-- DOCUMENT EXCERPT follows --

Evidence of ongoing execution. Sample monitoring runs from the last 90 days. Not a plan that sits on a shelf.
Outcomes analysis comparing predictions to actuals once ground truth is available.

The order matters. A team that has #4 and #5 but skipped #1 will fail an exam. A team that has #1 and #2 but no evidence of #4 will fail harder. The most common MRA we see in this space is “monitoring framework documented but not consistently executed.”

30/60/90-Day Rollout

If you’re starting from scratch — or rebuilding after an MRA — this is the rollout sequence that’s defensible to model risk and feasible for a small team:

Days 1–30: Foundation

Inventory all production models and their current monitoring state
Define drift thresholds per model tier (PSI, KS, performance degradation)
Implement automated PSI/KS checks on top 5 critical models
Create escalation matrix: who gets notified at each threshold
Document the monitoring plan for regulatory readiness

Days 31–60: Scale

Extend automated monitoring to all Tier 1 and Tier 2 models
Build a monitoring dashboard with automated alerts
Implement fairness metric tracking (disparate impact ratios)

-- DOCUMENT EXCERPT concluded --

> [REQUIRED WORK]
A. In the model monitoring excerpt, what is the most common MRA the writers see in this space?
B. Rewrite the paragraph of the model monitoring excerpt that begins "If you're starting from scratch" in a shorter form, keeping its main facts.
C. Duplicate the section of the model monitoring excerpt from "The order matters." to "KS, performance degradation)".

-- INFORMATION SHOWN follows --

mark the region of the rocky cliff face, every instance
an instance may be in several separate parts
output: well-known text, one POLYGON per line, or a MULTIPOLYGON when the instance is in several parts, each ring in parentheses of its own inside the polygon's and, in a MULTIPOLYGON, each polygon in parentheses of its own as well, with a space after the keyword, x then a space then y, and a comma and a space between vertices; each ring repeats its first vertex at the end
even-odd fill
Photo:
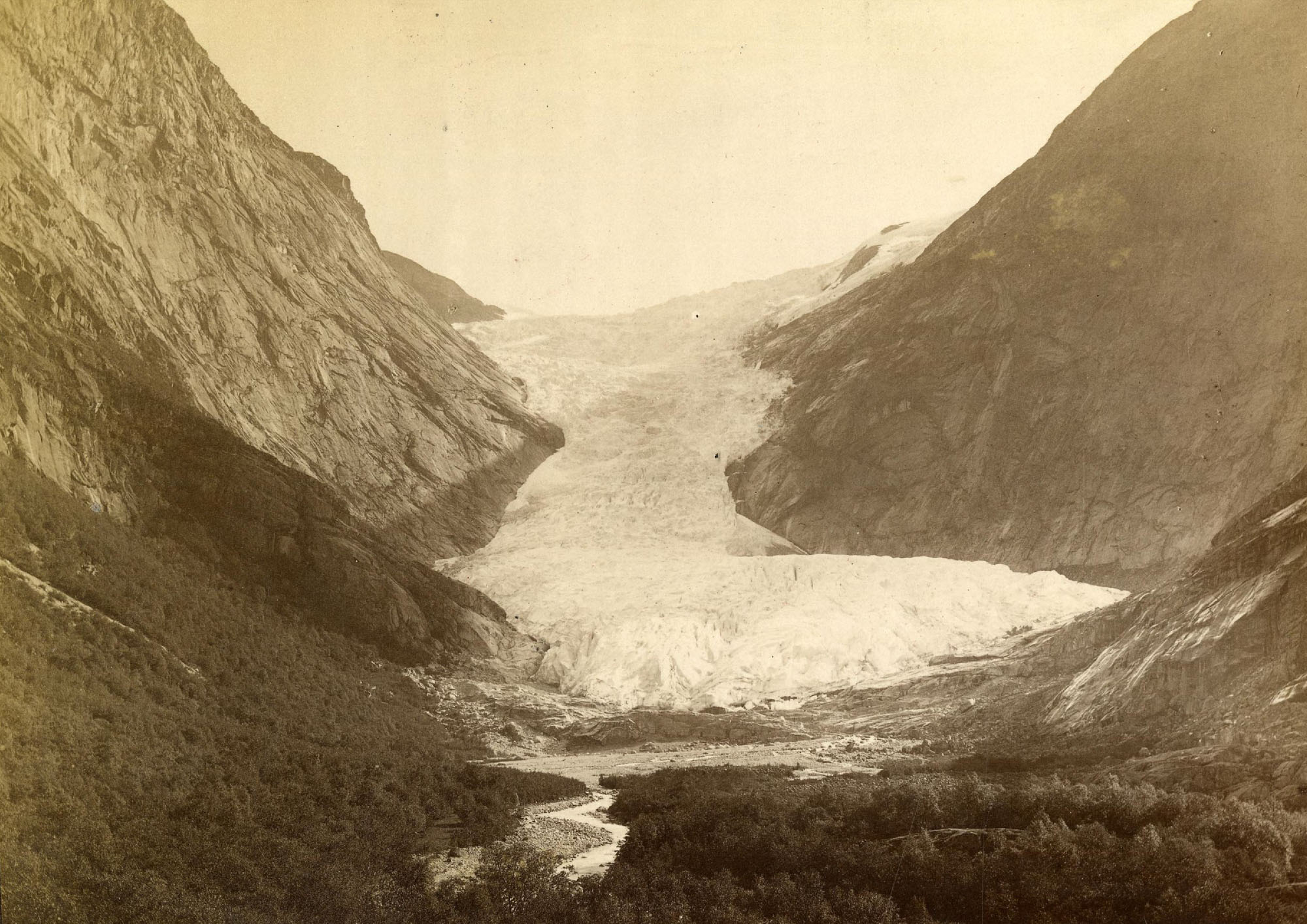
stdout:
POLYGON ((433 316, 446 323, 469 323, 478 320, 499 320, 505 316, 505 310, 494 305, 486 305, 480 298, 473 298, 463 290, 454 280, 433 273, 422 264, 409 260, 406 256, 382 251, 386 264, 395 271, 395 274, 404 280, 427 307, 433 316))
POLYGON ((0 8, 0 450, 409 652, 561 444, 156 0, 0 8))
POLYGON ((809 552, 1098 583, 1202 552, 1307 440, 1307 8, 1205 0, 912 265, 771 333, 740 510, 809 552))
POLYGON ((1052 636, 1046 657, 1076 673, 1048 719, 1233 723, 1307 703, 1304 553, 1307 470, 1222 529, 1176 580, 1052 636))

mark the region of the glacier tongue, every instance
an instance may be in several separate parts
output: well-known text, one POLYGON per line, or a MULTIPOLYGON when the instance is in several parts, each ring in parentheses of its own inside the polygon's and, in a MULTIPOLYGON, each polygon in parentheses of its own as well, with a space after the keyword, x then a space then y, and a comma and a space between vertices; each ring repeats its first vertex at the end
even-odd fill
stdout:
POLYGON ((836 295, 838 271, 463 328, 567 435, 495 538, 440 562, 549 643, 538 680, 623 707, 783 706, 1124 596, 984 562, 774 554, 797 550, 735 512, 725 464, 767 435, 786 387, 740 340, 836 295))

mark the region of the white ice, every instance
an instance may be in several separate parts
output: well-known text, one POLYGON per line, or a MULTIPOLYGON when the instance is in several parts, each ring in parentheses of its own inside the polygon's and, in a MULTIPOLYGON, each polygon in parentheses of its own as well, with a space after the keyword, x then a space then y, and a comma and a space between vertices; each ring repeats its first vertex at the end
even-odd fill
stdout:
MULTIPOLYGON (((929 239, 911 225, 889 238, 898 261, 929 239)), ((538 680, 626 707, 782 707, 1121 596, 984 562, 766 554, 788 544, 735 512, 724 468, 767 435, 786 382, 742 362, 740 341, 840 294, 839 269, 463 328, 567 435, 494 540, 440 563, 550 644, 538 680)))

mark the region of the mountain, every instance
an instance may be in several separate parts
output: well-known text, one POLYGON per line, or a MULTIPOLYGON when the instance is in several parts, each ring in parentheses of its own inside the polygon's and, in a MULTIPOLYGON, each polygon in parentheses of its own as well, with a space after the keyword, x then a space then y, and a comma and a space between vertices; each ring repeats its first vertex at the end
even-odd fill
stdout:
POLYGON ((499 533, 442 563, 549 644, 537 680, 622 707, 786 708, 1120 596, 984 562, 796 554, 735 511, 725 467, 784 392, 742 344, 911 260, 933 227, 631 314, 465 328, 567 430, 499 533))
POLYGON ((392 254, 388 250, 383 250, 382 256, 386 259, 386 265, 393 269, 396 276, 422 297, 422 301, 435 312, 433 315, 435 318, 454 324, 499 320, 505 316, 503 308, 486 305, 480 298, 472 298, 454 280, 433 273, 422 264, 409 260, 406 256, 392 254))
POLYGON ((1178 579, 1085 617, 1055 643, 1094 651, 1053 701, 1053 723, 1302 725, 1307 704, 1307 469, 1217 533, 1178 579), (1086 644, 1086 636, 1093 642, 1086 644), (1297 708, 1287 704, 1297 703, 1297 708), (1290 716, 1295 716, 1297 721, 1290 716))
POLYGON ((1307 8, 1204 0, 911 265, 759 338, 738 510, 808 552, 1148 587, 1307 446, 1307 8))
POLYGON ((979 748, 968 768, 1098 763, 1307 806, 1304 550, 1307 469, 1175 578, 1017 634, 1004 652, 836 694, 826 715, 979 748))
POLYGON ((408 659, 493 653, 431 571, 562 444, 389 269, 349 180, 157 0, 0 8, 0 451, 408 659))

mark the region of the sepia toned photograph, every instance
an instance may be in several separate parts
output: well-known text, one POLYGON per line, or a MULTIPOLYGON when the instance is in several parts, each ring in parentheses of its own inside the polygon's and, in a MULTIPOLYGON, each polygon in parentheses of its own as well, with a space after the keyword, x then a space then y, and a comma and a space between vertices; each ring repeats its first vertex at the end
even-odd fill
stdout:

-- INFORMATION SHOWN concluded --

> [RESPONSES BY TASK]
A. The most common MRA is "monitoring framework documented but not consistently executed."

B. For teams starting from scratch or rebuilding after an MRA, the following rollout sequence is defensible to model risk and feasible for a small team.

C.
The order matters. A team that has #4 and #5 but skipped #1 will fail an exam. A team that has #1 and #2 but no evidence of #4 will fail harder. The most common MRA we see in this space is “monitoring framework documented but not consistently executed.”

30/60/90-Day Rollout

If you’re starting from scratch — or rebuilding after an MRA — this is the rollout sequence that’s defensible to model risk and feasible for a small team:

Days 1–30: Foundation

Inventory all production models and their current monitoring state
Define drift thresholds per model tier (PSI, KS, performance degradation)